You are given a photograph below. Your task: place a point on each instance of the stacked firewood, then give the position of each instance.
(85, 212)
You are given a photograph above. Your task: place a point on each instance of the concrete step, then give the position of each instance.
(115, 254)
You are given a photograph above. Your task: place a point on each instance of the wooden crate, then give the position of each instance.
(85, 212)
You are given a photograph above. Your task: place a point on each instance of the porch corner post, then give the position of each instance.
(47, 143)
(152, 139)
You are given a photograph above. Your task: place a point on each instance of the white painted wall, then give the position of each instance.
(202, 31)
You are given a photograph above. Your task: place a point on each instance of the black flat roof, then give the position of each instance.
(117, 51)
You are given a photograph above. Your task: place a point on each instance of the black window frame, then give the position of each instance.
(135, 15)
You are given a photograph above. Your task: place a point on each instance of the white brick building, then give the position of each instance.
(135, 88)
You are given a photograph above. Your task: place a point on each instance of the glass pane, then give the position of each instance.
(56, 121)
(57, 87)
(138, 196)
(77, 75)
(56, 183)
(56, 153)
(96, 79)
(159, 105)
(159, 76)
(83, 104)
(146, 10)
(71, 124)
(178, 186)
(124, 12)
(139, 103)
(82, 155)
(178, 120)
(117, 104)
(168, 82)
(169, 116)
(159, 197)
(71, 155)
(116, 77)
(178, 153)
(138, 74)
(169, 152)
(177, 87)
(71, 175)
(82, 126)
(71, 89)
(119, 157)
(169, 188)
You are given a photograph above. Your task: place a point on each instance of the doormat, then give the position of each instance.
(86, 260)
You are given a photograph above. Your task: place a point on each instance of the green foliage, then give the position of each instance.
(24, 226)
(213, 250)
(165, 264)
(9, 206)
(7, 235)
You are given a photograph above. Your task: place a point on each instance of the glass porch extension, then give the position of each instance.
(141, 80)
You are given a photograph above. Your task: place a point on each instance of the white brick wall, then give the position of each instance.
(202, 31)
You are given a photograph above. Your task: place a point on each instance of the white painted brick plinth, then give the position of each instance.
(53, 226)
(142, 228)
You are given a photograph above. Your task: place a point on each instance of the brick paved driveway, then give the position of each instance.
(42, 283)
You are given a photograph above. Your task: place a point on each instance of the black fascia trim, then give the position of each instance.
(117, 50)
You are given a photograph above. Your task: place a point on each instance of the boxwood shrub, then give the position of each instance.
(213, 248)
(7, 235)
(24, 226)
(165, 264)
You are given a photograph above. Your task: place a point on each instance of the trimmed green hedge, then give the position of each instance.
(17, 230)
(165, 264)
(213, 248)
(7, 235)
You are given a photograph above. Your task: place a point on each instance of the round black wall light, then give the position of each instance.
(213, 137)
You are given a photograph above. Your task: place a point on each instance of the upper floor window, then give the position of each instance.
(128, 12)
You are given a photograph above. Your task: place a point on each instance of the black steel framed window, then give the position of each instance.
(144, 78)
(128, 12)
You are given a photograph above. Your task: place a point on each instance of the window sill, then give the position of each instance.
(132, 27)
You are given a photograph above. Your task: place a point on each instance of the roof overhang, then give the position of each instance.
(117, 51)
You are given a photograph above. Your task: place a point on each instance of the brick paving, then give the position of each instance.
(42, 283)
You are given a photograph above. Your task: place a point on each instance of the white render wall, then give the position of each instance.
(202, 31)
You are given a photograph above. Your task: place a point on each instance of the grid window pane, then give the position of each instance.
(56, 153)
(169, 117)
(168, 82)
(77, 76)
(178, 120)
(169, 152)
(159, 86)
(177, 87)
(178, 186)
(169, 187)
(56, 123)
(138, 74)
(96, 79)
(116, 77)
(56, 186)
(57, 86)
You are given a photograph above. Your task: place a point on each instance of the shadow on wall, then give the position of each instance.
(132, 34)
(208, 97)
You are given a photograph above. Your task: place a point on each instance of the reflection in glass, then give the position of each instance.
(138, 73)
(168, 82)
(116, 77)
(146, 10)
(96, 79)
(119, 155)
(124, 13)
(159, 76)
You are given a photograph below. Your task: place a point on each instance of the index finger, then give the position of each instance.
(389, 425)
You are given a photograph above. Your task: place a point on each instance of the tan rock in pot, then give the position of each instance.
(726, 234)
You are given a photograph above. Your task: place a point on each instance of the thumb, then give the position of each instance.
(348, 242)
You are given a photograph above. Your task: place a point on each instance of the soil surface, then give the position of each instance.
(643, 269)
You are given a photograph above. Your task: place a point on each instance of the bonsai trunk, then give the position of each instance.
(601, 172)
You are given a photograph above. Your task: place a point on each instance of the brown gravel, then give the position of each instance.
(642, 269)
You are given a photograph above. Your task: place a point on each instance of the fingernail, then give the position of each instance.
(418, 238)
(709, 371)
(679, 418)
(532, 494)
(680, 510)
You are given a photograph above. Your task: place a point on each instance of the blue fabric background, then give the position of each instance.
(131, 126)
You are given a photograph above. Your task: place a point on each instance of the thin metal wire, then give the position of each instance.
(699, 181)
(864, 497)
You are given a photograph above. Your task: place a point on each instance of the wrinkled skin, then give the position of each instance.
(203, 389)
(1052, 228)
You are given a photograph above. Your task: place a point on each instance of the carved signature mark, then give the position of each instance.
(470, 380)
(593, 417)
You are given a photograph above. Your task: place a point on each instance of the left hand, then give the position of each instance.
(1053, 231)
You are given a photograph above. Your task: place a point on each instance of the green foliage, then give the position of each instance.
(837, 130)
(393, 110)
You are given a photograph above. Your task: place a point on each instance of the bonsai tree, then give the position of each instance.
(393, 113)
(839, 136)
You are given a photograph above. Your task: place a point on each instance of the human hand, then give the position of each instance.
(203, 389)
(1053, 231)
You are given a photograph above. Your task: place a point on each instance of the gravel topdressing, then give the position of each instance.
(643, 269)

**What is needed:**
What's needed is every line of the listing, transcribed word for word.

**Task result:**
You are given a photograph below. Your task: place a point on each instance of the stacked firewood, then give the position of each instance.
(85, 212)
You are given a photograph above. Your task: place a point on each instance of the concrete step, then give the position of each instance.
(115, 254)
You are given a photograph above. Your task: place a point on each instance of the wooden crate, then give the position of each instance.
(85, 212)
You are given a photograph above. Your task: place a point on each instance of the porch corner post, then give the position of each instance.
(47, 143)
(152, 139)
You are given a photograph above. Your task: place a point on each instance of the white painted wall, then give the position of each instance.
(202, 31)
You are given a photograph above. Your task: place a point on each instance of the black flat roof, then give the position of each instance.
(117, 51)
You are given a photograph above. Your task: place a point on each instance of the black window frame, then give the position of each instance.
(135, 15)
You are given a photograph above. Your task: place a point on each instance of the white brick building, then give the position of each instance.
(135, 88)
You are given a photograph above. Your task: place a point on each instance of the glass pane, then give the position of each instance.
(56, 121)
(57, 87)
(138, 196)
(77, 75)
(56, 183)
(56, 153)
(96, 79)
(159, 105)
(159, 76)
(83, 104)
(146, 10)
(71, 124)
(178, 186)
(124, 12)
(139, 103)
(82, 155)
(178, 120)
(117, 104)
(168, 82)
(169, 116)
(159, 197)
(71, 155)
(116, 77)
(178, 153)
(138, 74)
(169, 152)
(177, 87)
(71, 175)
(82, 126)
(71, 89)
(119, 157)
(169, 188)
You are given a photograph above. Your task: place a point on each instance of the doormat, then give the position of each instance.
(86, 260)
You are given a photograph above. Your task: place a point on each instance of the green foliage, then give the position of each instance.
(24, 226)
(213, 250)
(165, 264)
(9, 206)
(7, 235)
You are given a photograph above. Your task: place a point on each instance of the glass porch extension, then give the position of each instance.
(141, 80)
You are given a photograph above. Your task: place a point on each instance of the white brick wall, then give the position of each instance.
(202, 31)
You are given a photograph above. Your task: place a point on each instance of the white painted brick plinth, then give the position of each instance.
(53, 226)
(142, 228)
You are given a photograph above. Your task: place a point on each instance of the brick paved driveway, then give the position of each instance.
(42, 283)
You are given a photograph above. Your task: place a point on each instance of the black fascia trim, then give the position of each instance.
(117, 50)
You are given a photograph above. Your task: place a point on each instance of the boxwood shrub, then give the position of each instance.
(213, 248)
(7, 235)
(24, 226)
(165, 264)
You are given a photograph above. Your task: place a point on each instance of the trimmed green hedge, then give the position of each instance.
(17, 230)
(165, 264)
(213, 248)
(7, 235)
You are given a photograph above. Your task: place a point on each instance of the round black wall light, then give the position of each instance.
(213, 137)
You are given a photograph above. Your task: place a point on each instance of the upper floor window, then give the position of each instance.
(128, 12)
You are given a photograph above. Your task: place a point on each instance of the black steel framed window, then give the position of each instance.
(144, 78)
(128, 12)
You are given a photograph above. Your task: place a point on each instance of the window sill, then give the position of each instance.
(132, 27)
You are given a photograph above. Your task: place a point on each instance of the roof overhang, then give the position of each instance.
(117, 51)
You are given a photograph above. Your task: place a point on each instance of the brick paving, then give the position of each instance.
(42, 283)
You are given a photograph above. Your task: place a point on each instance of the white render wall, then give the position of each instance.
(202, 31)
You are given a photograph above. Your task: place a point on each instance of the grid window pane, then give the position of each instance.
(56, 153)
(169, 117)
(168, 82)
(77, 76)
(178, 120)
(169, 152)
(159, 86)
(177, 87)
(178, 186)
(169, 187)
(56, 123)
(138, 74)
(96, 79)
(116, 77)
(56, 186)
(57, 86)
You are given a photograph above. Your task: place a point on each instance of the shadow on wall, then give the position of each instance.
(132, 34)
(208, 97)
You are given a photograph above. Your task: place a point on each instance of the reflection in glass, then give the position of each instance.
(138, 73)
(168, 82)
(116, 77)
(146, 10)
(96, 79)
(119, 155)
(124, 13)
(159, 76)
You are given a photograph below. Your task: place a point on each instance of the index finger, then give the position of each instance.
(389, 425)
You are given a photograph above. Your task: place a point on each instance of the tan rock in pot, then give the position of each instance.
(726, 234)
You are given a photograph above. Your task: place a point on each instance of the thumb, then give the position of each instance.
(348, 242)
You are given a photograph above. Your task: place a point on each instance of the soil surface, then give the position of each instance.
(643, 269)
You are given a photograph above. Your task: place a point on each instance of the bonsai trunk, then give the position of each instance.
(601, 172)
You are given a photograph above. Your task: place a point on each instance of the brown gravel, then give the position of each instance.
(642, 269)
You are given a photograph above. Your task: place a point on each instance of the fingernail, then give the position of each instance.
(418, 238)
(709, 371)
(679, 418)
(532, 494)
(680, 510)
You are given a photograph above. Your task: place a point on each instance of the blue fabric background, then give the position of each instance.
(131, 126)
You are given a photograph above. Your task: place a point on each instance of the thin metal wire, then give the position of each instance.
(699, 181)
(864, 497)
You are given a photograph above. Your task: place a point on each instance of the wrinkled skin, then give the position of each instance.
(203, 389)
(1052, 228)
You are given a photograph above. Your task: place a point on each instance of the carved signature mark, then give the position of each instance.
(470, 380)
(593, 417)
You are given a photograph above. Your task: place a point on each instance of the left hand, then give the position of each instance.
(1053, 231)
You are given a photograph above. Your task: place a point on each instance of the green foliage, then give the position of each instance.
(837, 130)
(393, 110)
You are given a photograph above. Your task: place a point on each instance of the bonsai tree, then give the position of each instance.
(393, 113)
(839, 136)
You are given a photograph above. Your task: place a point on each instance of the human hand, then give the position of each instance.
(203, 389)
(1053, 231)
You are given a photograph above. Your task: place a point on each instance of the gravel topdressing, then give the position of each instance.
(643, 269)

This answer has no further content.